● Point annotation records:
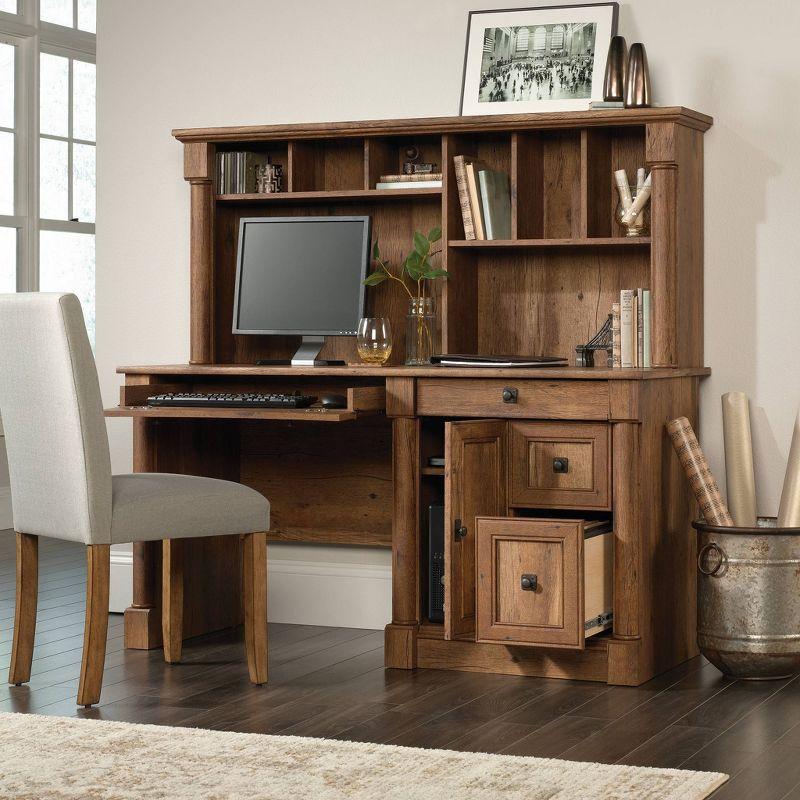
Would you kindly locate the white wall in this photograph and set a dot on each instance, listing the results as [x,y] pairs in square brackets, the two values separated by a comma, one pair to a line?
[190,63]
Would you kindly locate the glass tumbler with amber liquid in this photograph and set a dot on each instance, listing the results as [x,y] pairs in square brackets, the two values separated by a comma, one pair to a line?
[374,340]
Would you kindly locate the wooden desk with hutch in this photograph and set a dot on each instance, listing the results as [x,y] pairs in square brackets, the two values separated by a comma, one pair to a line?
[361,476]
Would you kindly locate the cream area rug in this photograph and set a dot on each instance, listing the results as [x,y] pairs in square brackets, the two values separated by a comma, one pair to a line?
[54,757]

● Aim: Return every line of the records exactly as given, pictures excluded.

● Reply to the exercise:
Would you kindly locate the white wall in this photograph and set a dot on each instance, listing the results as [x,y] pairs in square brackets, the two values separated by a comma, one pair to a line?
[190,63]
Would you kindly locate the glass tumbler with amber liquid in this photograph and set a dot on each instance, listing the results as [x,y] pairs in square brackets, the two values separated by a comma, one pair to a line?
[374,340]
Would you kindly locate the wooden desk with hutch in this photograph and set a dot on each instance, listing the results as [x,y] pairs in square brackets, the two values separated by a comma, one pair to a line?
[361,476]
Would you kindly locate the cream area rug in this photograph and set a dot on each instance, listing the results as [x,y] pairs in square brackets, the two values separated by a comma, one pair to a line?
[54,757]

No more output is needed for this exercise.